[Provided text]:
####################
Socratic dialogue. Students use GenAI not to get answers but to be questioned. "Challenge my proof." "What assumptions am I making?" "Where is this argument weak?" The AI serves as a critical thinking partner, and the student must defend or revise their reasoning. This pattern is particularly relevant in mathematics and theoretical computer science, where the goal is developing rigorous reasoning rather than producing artifacts.

Explanation generation and critique. GenAI generates explanations of complex STEM concepts; students evaluate the explanations for accuracy, completeness, and clarity. The learning comes not from reading the explanation but from the evaluation — identifying what the AI got wrong, what it omitted, what it oversimplified. This inverts the typical AI-as-tutor model: the student tutors the AI by diagnosing its errors.

Scaffolded exploration. GenAI generates variations on a problem or concept ("what if we changed this parameter?" "how would this proof work for a different class of graphs?"), enabling students to explore the problem space more broadly than a fixed problem set allows. The AI does not solve problems; it generates new problems for the student to solve.

Design Principles That Emerge

Across these patterns, the review synthesizes several cross-cutting design principles for human-AI collaboration in STEM education:

Explainability over correctness. Systems designed for collaboration should prioritize showing their reasoning over guaranteeing correct answers. A wrong answer with visible reasoning is pedagogically more valuable than a correct answer with hidden reasoning, because the former gives the student something to critique.
Complementary capability. The AI should contribute what the human is bad at (generating variations, retrieving relevant examples, checking consistency), while the human does what the AI is bad at (evaluating relevance, exercising judgment, connecting to personal experience). Collaboration works best when the division of labor exploits comparative advantage.
Friction by design. Systems should introduce productive friction — prompts that ask "are you sure?" or "what about this counterexample?" — rather than smoothing the interaction to maximize efficiency. The goal is learning, not task completion speed.
Transparency of limitations. Students who understand what GenAI cannot do (reason causally, verify facts, maintain consistency across long interactions) collaborate more effectively than students who treat it as omniscient.

The Award Context

This paper received the Excellent Paper Award at ICTE 2025. The award recognition likely reflects the timeliness and the systematic rigor: the review arrives at a moment when universities are scrambling to develop GenAI policies, and it provides an evidence-based framework for moving beyond the binary "ban it or embrace it" debate toward more nuanced pedagogies of collaboration.

Boundaries

The review is limited by the youth of the field. Most included studies were conducted between 2023 and 2024, with GenAI models (GPT-3.5, GPT-4, Claude 2) that are already multiple generations behind the frontier. Whether the collaboration patterns identified here generalize to more capable models — which may be harder to critique because they make fewer obvious errors — is an open question. The review also captures primarily Western university contexts; cultural dimensions of human-AI collaboration (how students from different educational traditions approach critiquing an AI, for instance) are not addressed.

The "collaborator" frame itself has limitations. Calling an LLM a collaborator anthropomorphizes a system that has no intentions, no understanding, and no accountability. The review is careful to use "collaboration" to describe the interaction pattern, not the AI's ontological status — but the distinction may be lost on students, who already tend to over-attribute agency to AI systems. Managing this framing risk — encouraging productive collaboration without fostering inappropriate trust — is a practical challenge the review identifies but does not resolve.
####################
[Instructions]:
1. According to the review excerpt, what award did the paper receive?
2. List all the cross-cutting design principles that the review excerpt says the review synthesizes for human-AI collaboration in STEM education.
The items that come next are not needed for anything here.

[Data shown]:
####################
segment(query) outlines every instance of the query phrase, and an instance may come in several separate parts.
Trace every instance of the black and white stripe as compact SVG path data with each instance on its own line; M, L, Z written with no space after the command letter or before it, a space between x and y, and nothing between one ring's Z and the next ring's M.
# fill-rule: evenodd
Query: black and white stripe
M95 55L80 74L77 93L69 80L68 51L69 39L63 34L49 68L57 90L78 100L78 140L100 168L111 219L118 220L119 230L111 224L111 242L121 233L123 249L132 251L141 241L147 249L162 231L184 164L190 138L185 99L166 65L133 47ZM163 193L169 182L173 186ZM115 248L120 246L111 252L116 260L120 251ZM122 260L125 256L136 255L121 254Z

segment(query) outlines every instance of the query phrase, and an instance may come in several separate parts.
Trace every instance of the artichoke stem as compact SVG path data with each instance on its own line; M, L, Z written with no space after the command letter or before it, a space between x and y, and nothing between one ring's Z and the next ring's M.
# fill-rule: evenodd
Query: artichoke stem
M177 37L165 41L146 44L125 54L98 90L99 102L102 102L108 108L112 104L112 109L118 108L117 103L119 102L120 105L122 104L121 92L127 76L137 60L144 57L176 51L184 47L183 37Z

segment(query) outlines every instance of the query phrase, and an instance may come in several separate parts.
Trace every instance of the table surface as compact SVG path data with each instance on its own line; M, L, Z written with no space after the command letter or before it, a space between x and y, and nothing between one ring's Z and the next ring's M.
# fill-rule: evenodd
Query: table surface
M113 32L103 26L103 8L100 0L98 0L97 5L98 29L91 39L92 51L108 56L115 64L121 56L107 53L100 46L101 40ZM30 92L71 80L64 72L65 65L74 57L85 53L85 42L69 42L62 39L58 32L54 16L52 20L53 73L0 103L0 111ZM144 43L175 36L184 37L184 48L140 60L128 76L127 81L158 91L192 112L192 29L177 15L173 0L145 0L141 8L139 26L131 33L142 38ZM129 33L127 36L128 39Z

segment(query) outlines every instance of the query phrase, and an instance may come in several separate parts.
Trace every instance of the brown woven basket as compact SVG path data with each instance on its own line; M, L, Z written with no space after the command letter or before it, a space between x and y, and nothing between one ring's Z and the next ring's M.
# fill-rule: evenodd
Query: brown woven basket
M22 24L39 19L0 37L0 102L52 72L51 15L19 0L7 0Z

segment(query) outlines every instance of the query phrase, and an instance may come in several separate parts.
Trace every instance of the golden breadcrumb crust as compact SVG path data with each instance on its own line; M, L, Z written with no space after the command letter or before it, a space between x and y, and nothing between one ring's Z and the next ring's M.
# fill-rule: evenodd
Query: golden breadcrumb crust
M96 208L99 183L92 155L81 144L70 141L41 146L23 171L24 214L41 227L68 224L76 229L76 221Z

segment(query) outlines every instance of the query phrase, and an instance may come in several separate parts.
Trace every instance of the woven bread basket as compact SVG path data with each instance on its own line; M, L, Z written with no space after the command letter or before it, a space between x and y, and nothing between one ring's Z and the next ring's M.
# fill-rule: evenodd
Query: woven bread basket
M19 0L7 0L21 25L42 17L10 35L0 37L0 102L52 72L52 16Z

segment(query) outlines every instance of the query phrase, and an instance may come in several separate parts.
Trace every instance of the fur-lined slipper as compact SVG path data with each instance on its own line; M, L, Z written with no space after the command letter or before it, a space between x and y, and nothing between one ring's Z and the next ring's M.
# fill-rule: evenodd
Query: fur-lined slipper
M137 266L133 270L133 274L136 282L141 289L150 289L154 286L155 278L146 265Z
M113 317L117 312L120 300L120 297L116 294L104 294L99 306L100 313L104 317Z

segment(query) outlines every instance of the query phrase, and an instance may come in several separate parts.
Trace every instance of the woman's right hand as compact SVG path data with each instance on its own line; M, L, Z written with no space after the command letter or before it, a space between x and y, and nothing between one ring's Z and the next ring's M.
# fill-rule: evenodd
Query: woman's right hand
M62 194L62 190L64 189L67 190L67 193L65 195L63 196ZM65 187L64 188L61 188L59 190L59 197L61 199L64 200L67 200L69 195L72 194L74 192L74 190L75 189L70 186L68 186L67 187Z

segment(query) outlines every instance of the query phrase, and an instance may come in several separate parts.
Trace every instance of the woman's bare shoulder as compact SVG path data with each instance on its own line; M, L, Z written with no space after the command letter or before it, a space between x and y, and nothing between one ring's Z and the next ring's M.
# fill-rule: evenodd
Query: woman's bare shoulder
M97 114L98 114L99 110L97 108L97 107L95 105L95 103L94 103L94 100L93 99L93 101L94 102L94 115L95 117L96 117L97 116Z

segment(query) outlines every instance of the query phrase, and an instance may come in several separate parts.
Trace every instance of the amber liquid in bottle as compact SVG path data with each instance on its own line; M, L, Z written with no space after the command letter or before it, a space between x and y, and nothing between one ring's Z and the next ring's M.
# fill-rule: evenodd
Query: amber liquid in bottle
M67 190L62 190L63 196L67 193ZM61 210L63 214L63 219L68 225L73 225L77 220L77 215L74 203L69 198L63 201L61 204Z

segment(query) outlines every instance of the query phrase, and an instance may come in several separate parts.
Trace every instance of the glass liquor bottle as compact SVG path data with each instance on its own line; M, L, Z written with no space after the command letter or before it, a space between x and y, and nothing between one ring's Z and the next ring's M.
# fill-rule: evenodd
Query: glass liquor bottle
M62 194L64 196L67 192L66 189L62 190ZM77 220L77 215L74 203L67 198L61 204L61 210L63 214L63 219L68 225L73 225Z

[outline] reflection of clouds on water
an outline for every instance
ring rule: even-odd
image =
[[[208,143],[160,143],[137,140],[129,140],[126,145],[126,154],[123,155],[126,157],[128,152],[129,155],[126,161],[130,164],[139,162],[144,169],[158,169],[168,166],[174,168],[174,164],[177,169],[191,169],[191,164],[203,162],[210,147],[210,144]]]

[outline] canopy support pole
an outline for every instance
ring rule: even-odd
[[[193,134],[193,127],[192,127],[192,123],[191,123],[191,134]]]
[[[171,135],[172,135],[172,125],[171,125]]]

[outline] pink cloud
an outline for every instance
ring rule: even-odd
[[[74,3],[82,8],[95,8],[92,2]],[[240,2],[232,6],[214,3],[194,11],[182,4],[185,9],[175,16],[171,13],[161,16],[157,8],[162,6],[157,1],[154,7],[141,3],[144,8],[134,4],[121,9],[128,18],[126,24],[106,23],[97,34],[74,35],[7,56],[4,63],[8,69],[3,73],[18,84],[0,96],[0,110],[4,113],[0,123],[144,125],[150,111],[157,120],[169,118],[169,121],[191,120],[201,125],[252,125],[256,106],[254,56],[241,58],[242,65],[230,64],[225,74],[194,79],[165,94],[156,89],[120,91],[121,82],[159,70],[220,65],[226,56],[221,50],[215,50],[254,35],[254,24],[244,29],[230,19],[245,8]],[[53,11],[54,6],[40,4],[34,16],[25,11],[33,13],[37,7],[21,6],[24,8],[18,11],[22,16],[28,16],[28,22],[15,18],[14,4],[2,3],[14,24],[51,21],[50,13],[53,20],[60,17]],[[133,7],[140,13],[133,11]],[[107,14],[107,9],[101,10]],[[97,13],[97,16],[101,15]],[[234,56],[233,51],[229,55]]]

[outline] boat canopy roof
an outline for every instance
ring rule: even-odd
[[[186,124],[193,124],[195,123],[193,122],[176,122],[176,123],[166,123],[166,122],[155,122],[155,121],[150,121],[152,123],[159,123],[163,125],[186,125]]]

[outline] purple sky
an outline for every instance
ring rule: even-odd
####################
[Answers for this exercise]:
1. The Excellent Paper Award at ICTE 2025.

2.
Explainability over correctness
Complementary capability
Friction by design
Transparency of limitations